→ WORK REQUIRED:
From the listing below, output only the lines starting at the line that has "like [221, 6]." and ending at the line that has "like [108, 111].", exactly as they appear, ends included.
--- RECORDS SHOWN Enclosed Below ---
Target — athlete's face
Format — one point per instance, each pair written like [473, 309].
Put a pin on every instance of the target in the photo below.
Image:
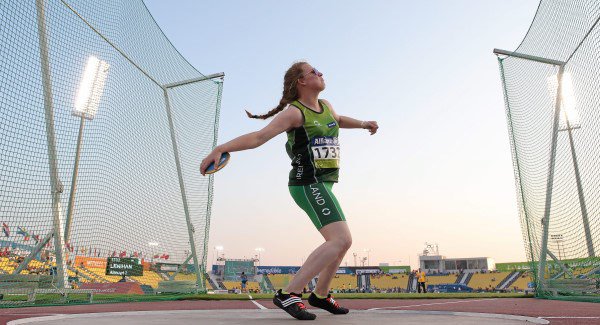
[312, 78]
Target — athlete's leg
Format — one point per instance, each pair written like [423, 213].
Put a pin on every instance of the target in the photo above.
[337, 241]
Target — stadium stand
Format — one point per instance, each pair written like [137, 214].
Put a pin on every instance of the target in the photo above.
[280, 280]
[390, 281]
[489, 281]
[441, 279]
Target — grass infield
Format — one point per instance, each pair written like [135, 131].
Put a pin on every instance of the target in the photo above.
[77, 299]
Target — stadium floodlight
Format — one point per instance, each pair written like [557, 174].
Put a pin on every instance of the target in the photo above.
[91, 88]
[86, 105]
[569, 117]
[368, 251]
[259, 250]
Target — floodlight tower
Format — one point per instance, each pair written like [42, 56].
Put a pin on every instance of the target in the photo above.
[86, 105]
[565, 119]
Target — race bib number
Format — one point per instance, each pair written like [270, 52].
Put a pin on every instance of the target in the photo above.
[326, 152]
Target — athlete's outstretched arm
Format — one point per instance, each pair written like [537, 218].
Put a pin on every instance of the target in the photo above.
[286, 120]
[347, 122]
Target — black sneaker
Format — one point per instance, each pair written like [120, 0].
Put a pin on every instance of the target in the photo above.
[327, 303]
[292, 304]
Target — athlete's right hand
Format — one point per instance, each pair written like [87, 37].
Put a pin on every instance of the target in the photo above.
[213, 157]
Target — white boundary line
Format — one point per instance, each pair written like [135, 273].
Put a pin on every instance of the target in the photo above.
[569, 317]
[256, 303]
[433, 304]
[82, 317]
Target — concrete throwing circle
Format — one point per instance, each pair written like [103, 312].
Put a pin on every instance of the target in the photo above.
[272, 316]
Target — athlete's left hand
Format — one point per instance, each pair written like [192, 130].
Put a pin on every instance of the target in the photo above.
[371, 126]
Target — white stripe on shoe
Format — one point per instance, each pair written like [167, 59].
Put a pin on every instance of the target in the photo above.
[290, 300]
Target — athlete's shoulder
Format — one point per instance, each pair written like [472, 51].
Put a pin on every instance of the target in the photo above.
[293, 114]
[326, 102]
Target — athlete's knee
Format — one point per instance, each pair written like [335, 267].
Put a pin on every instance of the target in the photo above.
[344, 243]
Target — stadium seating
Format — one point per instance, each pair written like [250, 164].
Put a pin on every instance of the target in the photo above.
[441, 279]
[280, 280]
[343, 281]
[487, 280]
[250, 285]
[521, 282]
[388, 281]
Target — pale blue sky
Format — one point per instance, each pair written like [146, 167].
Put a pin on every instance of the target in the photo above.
[438, 171]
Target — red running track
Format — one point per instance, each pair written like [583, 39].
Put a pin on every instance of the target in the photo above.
[557, 312]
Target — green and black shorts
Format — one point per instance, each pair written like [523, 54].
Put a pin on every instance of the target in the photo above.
[318, 201]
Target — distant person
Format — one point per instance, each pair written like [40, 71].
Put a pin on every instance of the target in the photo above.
[421, 279]
[244, 279]
[312, 127]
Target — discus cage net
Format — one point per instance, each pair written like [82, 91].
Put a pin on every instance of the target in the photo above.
[551, 86]
[103, 124]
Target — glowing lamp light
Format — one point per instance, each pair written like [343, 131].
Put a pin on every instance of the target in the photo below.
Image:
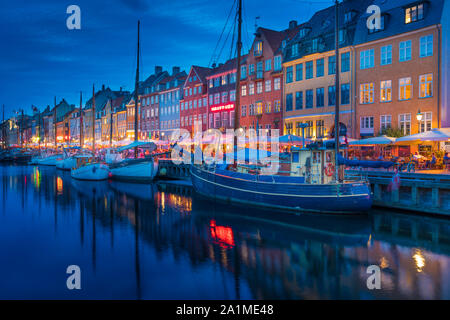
[419, 116]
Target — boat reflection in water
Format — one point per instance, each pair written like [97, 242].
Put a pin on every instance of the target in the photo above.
[163, 242]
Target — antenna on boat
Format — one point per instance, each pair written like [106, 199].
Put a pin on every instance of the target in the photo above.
[93, 119]
[136, 97]
[238, 71]
[336, 118]
[81, 120]
[110, 125]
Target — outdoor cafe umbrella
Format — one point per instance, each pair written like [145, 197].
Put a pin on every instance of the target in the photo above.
[442, 134]
[382, 140]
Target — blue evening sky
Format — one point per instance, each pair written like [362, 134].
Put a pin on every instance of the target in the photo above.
[41, 58]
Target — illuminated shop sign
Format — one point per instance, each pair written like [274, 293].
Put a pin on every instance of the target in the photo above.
[223, 107]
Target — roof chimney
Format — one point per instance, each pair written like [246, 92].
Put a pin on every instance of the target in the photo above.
[292, 24]
[175, 70]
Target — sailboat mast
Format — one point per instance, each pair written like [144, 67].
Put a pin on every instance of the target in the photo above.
[136, 97]
[337, 89]
[81, 120]
[93, 119]
[110, 125]
[238, 70]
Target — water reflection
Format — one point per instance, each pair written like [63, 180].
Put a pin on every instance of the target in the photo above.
[162, 242]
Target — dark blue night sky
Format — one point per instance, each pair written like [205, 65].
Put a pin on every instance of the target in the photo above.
[41, 58]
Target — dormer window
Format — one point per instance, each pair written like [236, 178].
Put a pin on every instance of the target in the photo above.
[257, 51]
[349, 15]
[294, 48]
[303, 32]
[414, 13]
[315, 45]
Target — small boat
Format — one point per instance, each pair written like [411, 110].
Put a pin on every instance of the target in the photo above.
[305, 184]
[87, 168]
[136, 170]
[48, 160]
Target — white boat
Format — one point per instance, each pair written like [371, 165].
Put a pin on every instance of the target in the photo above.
[88, 169]
[136, 170]
[48, 160]
[112, 156]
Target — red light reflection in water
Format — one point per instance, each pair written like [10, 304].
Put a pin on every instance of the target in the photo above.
[222, 235]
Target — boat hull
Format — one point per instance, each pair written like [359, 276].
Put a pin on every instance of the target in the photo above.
[49, 161]
[344, 198]
[91, 172]
[142, 171]
[66, 164]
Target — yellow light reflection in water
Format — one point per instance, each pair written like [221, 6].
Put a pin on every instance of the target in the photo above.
[59, 185]
[419, 260]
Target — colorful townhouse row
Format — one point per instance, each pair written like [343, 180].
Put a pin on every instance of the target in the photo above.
[392, 78]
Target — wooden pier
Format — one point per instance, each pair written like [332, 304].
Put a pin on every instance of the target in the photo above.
[425, 193]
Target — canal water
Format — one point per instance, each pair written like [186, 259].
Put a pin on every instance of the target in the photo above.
[162, 241]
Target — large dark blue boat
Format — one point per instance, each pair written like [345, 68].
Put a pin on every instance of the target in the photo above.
[302, 185]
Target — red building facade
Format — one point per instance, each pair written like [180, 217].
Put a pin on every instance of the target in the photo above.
[194, 105]
[262, 80]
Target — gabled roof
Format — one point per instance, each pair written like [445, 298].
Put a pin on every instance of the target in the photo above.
[321, 27]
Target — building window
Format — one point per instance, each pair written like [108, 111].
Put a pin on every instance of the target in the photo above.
[232, 97]
[294, 50]
[289, 74]
[319, 67]
[426, 46]
[320, 129]
[426, 124]
[289, 102]
[277, 84]
[405, 123]
[309, 129]
[251, 69]
[414, 13]
[386, 91]
[345, 62]
[367, 59]
[299, 72]
[309, 70]
[244, 91]
[331, 65]
[309, 99]
[366, 93]
[405, 51]
[243, 72]
[258, 49]
[426, 86]
[385, 122]
[319, 97]
[251, 89]
[405, 89]
[366, 123]
[299, 100]
[331, 95]
[277, 106]
[386, 55]
[277, 63]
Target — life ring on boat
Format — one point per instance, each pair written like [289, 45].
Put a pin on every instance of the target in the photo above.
[329, 170]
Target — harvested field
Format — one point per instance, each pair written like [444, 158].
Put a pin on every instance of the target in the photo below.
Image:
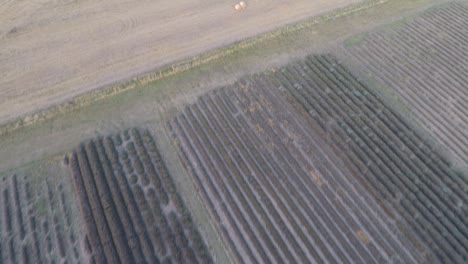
[36, 223]
[131, 209]
[52, 51]
[307, 163]
[425, 61]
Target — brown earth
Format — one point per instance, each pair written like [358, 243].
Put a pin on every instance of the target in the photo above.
[52, 51]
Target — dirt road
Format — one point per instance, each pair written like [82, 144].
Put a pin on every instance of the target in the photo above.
[52, 51]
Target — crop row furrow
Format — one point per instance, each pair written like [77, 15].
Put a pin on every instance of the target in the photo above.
[427, 157]
[206, 193]
[383, 132]
[229, 218]
[258, 164]
[423, 109]
[253, 212]
[420, 67]
[305, 180]
[328, 177]
[245, 171]
[427, 120]
[350, 197]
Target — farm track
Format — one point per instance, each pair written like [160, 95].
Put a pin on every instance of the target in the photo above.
[308, 163]
[131, 209]
[36, 224]
[425, 61]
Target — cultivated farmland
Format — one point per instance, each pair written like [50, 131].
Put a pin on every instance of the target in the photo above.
[37, 223]
[306, 162]
[425, 61]
[129, 204]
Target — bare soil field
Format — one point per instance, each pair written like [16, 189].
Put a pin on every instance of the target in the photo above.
[306, 162]
[424, 60]
[52, 51]
[307, 159]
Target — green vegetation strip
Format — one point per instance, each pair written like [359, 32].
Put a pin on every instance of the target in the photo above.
[145, 79]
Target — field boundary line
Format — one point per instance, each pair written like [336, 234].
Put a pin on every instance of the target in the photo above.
[178, 67]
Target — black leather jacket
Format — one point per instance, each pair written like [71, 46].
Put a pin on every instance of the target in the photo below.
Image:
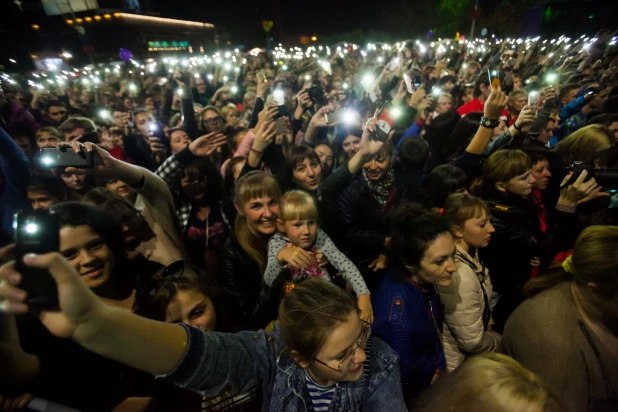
[245, 301]
[518, 238]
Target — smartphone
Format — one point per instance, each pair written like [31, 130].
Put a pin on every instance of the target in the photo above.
[317, 94]
[385, 122]
[408, 82]
[281, 126]
[395, 63]
[184, 76]
[417, 81]
[279, 97]
[334, 116]
[65, 157]
[37, 231]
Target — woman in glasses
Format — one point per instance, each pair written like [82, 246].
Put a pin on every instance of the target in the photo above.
[406, 304]
[320, 355]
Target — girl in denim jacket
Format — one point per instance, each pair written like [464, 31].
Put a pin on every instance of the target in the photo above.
[319, 357]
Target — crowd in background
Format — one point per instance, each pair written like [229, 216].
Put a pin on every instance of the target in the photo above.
[392, 228]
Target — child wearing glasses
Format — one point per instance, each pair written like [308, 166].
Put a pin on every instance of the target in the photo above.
[298, 244]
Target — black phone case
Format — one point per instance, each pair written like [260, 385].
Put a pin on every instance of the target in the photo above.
[38, 283]
[66, 157]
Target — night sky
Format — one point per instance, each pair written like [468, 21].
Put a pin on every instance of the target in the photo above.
[293, 17]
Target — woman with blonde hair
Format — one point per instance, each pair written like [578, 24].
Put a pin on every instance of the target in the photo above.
[246, 302]
[467, 315]
[490, 382]
[590, 144]
[517, 101]
[320, 356]
[567, 332]
[230, 114]
[523, 239]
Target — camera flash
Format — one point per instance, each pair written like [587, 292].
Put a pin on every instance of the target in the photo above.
[395, 112]
[46, 160]
[349, 116]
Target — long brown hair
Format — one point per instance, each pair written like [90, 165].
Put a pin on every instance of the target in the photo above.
[594, 260]
[500, 167]
[310, 312]
[253, 185]
[586, 144]
[490, 382]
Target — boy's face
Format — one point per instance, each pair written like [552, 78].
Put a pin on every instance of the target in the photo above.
[302, 233]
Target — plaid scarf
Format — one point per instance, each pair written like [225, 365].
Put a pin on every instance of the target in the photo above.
[382, 188]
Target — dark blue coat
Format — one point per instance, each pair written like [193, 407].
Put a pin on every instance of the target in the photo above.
[404, 320]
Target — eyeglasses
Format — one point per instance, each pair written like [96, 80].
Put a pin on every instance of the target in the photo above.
[348, 357]
[213, 120]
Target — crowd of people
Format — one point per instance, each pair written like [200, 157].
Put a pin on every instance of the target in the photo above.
[397, 229]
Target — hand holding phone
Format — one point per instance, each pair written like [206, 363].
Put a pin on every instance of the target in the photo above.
[408, 82]
[65, 156]
[37, 231]
[385, 123]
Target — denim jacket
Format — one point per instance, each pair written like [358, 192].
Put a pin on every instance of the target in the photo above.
[217, 362]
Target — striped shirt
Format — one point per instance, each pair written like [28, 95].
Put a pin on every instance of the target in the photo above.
[321, 396]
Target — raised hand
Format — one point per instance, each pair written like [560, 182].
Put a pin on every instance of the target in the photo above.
[580, 191]
[206, 145]
[264, 136]
[495, 104]
[418, 96]
[104, 163]
[156, 146]
[319, 119]
[266, 115]
[369, 147]
[525, 119]
[77, 302]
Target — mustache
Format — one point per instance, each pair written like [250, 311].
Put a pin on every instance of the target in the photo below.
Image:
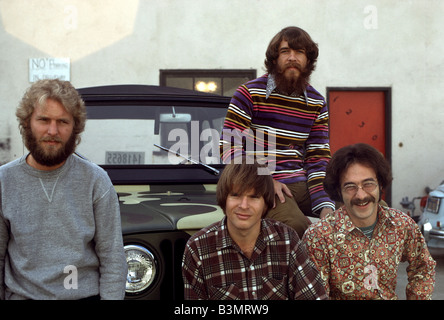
[360, 201]
[293, 65]
[51, 139]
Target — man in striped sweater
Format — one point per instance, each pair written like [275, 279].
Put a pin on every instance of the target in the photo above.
[281, 120]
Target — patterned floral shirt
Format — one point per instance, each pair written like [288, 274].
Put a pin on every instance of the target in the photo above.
[215, 268]
[355, 267]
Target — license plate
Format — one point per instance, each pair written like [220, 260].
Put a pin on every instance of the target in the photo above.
[123, 157]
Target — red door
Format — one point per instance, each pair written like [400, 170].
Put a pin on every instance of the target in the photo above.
[359, 115]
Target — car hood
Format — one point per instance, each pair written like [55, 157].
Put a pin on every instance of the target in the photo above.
[146, 208]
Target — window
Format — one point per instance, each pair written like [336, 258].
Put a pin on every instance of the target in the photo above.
[222, 82]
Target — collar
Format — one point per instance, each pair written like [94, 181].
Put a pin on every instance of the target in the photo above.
[271, 86]
[345, 225]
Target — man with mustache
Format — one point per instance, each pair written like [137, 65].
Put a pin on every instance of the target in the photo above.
[60, 232]
[281, 120]
[358, 248]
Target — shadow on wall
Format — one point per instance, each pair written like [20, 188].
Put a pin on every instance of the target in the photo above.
[5, 148]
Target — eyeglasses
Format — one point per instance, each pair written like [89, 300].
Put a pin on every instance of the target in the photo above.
[352, 189]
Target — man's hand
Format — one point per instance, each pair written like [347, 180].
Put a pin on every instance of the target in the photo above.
[280, 189]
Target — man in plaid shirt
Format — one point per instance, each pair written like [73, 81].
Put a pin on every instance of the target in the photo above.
[245, 256]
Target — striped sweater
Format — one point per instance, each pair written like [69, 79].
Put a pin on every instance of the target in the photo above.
[289, 133]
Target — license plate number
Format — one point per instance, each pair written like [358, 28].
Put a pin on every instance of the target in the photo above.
[122, 157]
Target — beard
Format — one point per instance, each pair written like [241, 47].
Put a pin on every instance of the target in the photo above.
[52, 155]
[291, 84]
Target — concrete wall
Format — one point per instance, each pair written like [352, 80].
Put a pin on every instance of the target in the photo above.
[363, 43]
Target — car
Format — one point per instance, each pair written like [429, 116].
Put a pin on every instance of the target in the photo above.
[432, 219]
[159, 146]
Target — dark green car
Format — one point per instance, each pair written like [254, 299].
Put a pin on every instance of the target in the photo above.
[159, 146]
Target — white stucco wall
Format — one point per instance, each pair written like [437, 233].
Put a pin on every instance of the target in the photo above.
[363, 43]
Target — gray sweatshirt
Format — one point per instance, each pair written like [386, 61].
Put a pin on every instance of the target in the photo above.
[60, 233]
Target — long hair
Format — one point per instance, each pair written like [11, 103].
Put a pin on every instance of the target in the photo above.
[60, 91]
[243, 177]
[297, 38]
[357, 153]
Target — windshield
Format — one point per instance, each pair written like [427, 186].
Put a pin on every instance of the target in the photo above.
[130, 136]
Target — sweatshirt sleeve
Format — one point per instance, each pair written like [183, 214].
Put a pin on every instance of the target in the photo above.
[109, 246]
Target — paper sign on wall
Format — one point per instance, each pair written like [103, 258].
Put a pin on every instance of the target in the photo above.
[49, 68]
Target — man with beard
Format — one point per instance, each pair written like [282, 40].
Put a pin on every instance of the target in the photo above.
[358, 248]
[280, 119]
[60, 231]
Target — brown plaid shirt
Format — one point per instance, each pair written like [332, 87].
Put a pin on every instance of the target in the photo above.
[215, 268]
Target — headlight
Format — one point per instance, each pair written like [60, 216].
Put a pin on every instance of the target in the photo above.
[141, 268]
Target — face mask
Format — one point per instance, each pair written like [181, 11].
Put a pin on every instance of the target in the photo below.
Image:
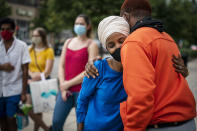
[36, 40]
[7, 35]
[80, 29]
[116, 55]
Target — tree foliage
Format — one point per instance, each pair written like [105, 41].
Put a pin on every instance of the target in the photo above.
[60, 14]
[179, 16]
[5, 10]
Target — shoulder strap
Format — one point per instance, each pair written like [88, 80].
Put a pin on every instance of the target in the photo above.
[36, 60]
[89, 42]
[68, 42]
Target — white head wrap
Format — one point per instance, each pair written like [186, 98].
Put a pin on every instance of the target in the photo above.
[110, 25]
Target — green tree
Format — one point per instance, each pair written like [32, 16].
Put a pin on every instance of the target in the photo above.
[5, 10]
[60, 14]
[178, 16]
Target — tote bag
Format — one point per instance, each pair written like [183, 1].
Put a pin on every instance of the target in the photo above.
[43, 95]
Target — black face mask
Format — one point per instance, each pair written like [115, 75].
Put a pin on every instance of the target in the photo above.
[116, 55]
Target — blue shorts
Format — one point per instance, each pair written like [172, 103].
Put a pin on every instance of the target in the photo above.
[9, 105]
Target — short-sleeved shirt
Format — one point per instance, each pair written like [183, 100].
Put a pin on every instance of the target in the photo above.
[98, 104]
[17, 55]
[41, 57]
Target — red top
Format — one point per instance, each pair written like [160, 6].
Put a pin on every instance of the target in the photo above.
[75, 61]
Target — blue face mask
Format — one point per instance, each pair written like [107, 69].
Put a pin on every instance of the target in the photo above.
[80, 29]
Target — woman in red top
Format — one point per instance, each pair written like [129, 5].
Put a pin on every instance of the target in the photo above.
[76, 53]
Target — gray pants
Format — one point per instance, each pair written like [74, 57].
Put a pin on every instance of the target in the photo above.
[188, 126]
--- End of Enclosed RECORDS SHOWN ---
→ SOLUTION TO THE PROBLEM:
Format — one point per instance, each pair written like [221, 6].
Put a pin on every instance of the target in the photo above.
[59, 185]
[419, 260]
Target — colorful townhouse row
Format — one point per instance, each pair written like [343, 180].
Put a pin on every instance of the target in the photo above.
[392, 78]
Target — wooden pier
Format — one point per instance, each pair written like [332, 304].
Put a pin on every instance of the target in the photo above.
[425, 193]
Target — canal water
Format — one point per instance, each pair written like [186, 259].
Put a pin on every instance of the target in the photo above.
[162, 241]
Target — large dark blue boat
Format — one point per instance, each pair written like [345, 68].
Put a pin on every instance of the target in the photo above.
[302, 185]
Target — red building facade
Format — one point per instance, each pair written like [180, 217].
Put a pin on every instance of the target in the photo above.
[194, 105]
[262, 80]
Target — gabled roof
Format — one point per instance, each pair written like [445, 298].
Put a pin on every instance of the target in the photo above.
[321, 27]
Target — building window
Format — one point per instance, each pair written like [108, 111].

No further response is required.